◆ What is required
Find every line below with the word "road" in it, and copy each one.

◆ Supplied records
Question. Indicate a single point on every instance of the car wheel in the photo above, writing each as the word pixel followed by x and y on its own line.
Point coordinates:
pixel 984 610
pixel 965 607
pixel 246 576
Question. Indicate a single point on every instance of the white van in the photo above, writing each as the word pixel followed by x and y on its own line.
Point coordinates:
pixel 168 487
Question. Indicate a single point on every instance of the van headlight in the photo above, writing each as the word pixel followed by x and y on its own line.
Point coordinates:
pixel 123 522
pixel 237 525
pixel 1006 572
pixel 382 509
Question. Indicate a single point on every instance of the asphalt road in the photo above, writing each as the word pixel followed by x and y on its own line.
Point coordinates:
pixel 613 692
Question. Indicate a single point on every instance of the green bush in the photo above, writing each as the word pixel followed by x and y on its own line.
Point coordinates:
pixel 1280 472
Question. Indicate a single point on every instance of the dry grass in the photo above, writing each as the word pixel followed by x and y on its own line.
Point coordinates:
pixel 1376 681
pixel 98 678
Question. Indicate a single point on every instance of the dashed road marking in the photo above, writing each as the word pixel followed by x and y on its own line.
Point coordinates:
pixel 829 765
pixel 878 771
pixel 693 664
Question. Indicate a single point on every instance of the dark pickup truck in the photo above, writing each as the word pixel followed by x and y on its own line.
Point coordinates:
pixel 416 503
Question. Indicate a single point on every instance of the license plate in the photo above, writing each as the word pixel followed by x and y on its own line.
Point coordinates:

◆ Exercise solution
Question. Indicate a single point on every instance of the asphalt road in the photo above, writing each as the word pixel followed by x and y on its own line.
Question. Indicate a single point on every instance of the dashed road marking in the photo above, writing each as the word pixel followed by x and y on its own line.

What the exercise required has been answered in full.